> Problem: All of the data below should be copied exactly as it stands.

> Data for this task:
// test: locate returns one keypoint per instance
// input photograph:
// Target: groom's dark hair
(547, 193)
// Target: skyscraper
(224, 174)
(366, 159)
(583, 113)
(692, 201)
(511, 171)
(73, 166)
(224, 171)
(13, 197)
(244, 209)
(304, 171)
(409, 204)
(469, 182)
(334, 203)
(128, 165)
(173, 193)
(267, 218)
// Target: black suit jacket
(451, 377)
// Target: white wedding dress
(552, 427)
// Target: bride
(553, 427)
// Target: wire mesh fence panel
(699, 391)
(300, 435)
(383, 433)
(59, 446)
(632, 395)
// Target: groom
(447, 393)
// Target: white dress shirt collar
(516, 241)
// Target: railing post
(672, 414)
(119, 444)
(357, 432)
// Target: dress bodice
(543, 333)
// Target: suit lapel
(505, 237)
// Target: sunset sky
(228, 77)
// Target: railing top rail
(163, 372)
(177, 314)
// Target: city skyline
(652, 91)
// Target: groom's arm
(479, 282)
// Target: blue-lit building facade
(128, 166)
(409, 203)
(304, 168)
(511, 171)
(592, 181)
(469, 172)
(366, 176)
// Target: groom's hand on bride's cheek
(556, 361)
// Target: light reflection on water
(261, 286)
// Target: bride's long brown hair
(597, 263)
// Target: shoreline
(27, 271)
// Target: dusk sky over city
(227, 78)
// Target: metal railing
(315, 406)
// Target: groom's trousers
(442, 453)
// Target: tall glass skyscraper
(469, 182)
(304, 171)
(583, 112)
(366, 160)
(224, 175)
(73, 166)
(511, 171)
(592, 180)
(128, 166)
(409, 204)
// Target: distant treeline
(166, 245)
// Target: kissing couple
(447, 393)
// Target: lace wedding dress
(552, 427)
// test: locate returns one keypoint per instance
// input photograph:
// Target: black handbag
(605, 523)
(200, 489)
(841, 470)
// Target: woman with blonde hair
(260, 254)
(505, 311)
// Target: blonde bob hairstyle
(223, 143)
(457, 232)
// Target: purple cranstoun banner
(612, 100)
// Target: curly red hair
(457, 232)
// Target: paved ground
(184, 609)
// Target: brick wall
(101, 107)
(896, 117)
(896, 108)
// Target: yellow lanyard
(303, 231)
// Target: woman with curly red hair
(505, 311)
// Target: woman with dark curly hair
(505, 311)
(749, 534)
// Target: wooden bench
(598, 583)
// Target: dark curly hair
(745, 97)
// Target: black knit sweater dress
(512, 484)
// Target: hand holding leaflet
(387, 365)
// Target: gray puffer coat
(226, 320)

> Final answer:
// test: locate returns one keypoint per instance
// input photograph:
// Target: groom's dark hair
(547, 193)
// Target: skyscraper
(224, 174)
(366, 159)
(583, 113)
(692, 201)
(511, 171)
(73, 166)
(224, 171)
(13, 197)
(244, 209)
(304, 171)
(409, 204)
(469, 182)
(334, 203)
(128, 165)
(173, 193)
(267, 218)
// Target: black suit jacket
(451, 377)
// Target: white wedding dress
(552, 427)
// Target: bride
(553, 427)
// Target: wire mesh fence panel
(699, 391)
(300, 435)
(383, 433)
(59, 446)
(632, 395)
// Target: groom
(447, 393)
// Target: white dress shirt collar
(516, 241)
// Target: railing post
(672, 414)
(119, 444)
(357, 432)
// Target: dress bodice
(543, 333)
// Target: suit lapel
(505, 237)
// Target: sunset sky
(228, 77)
// Target: railing top rail
(163, 372)
(177, 314)
// Target: city skyline
(652, 91)
// Target: groom's arm
(479, 282)
// Target: blue-lit building facade
(128, 166)
(409, 203)
(304, 168)
(511, 171)
(592, 181)
(469, 172)
(366, 176)
// Target: groom's hand on bride's cheek
(556, 361)
// Target: light reflection on water
(261, 286)
// Target: bride's long brown hair
(597, 263)
// Target: shoreline
(27, 271)
// Target: dusk sky over city
(227, 78)
// Target: metal railing
(315, 406)
// Target: groom's trousers
(442, 453)
// Target: tall glass skyscraper
(469, 182)
(304, 171)
(583, 112)
(366, 160)
(224, 175)
(73, 166)
(511, 171)
(592, 180)
(128, 166)
(409, 204)
// Target: distant treeline
(166, 245)
// Target: kissing couple
(447, 393)
// Target: lace wedding dress
(552, 427)
// test: locate returns one keypoint per instance
// input photograph:
// Target: black handbag
(605, 523)
(200, 489)
(841, 470)
// Target: woman with blonde hair
(260, 254)
(505, 311)
// Target: blonde bob hairstyle
(223, 143)
(457, 232)
// Target: purple cranstoun banner
(612, 100)
// Target: curly red hair
(457, 232)
// Target: paved ground
(184, 609)
// Target: brick wall
(101, 107)
(896, 117)
(896, 108)
// Target: yellow lanyard
(303, 231)
// Target: woman with curly red hair
(505, 311)
// Target: woman with dark curly hair
(505, 311)
(749, 534)
// Target: wooden bench
(598, 583)
// Target: dark curly hair
(745, 97)
// Target: black knit sweater dress
(512, 484)
// Target: hand holding leaflet
(387, 365)
// Target: gray puffer coat
(226, 320)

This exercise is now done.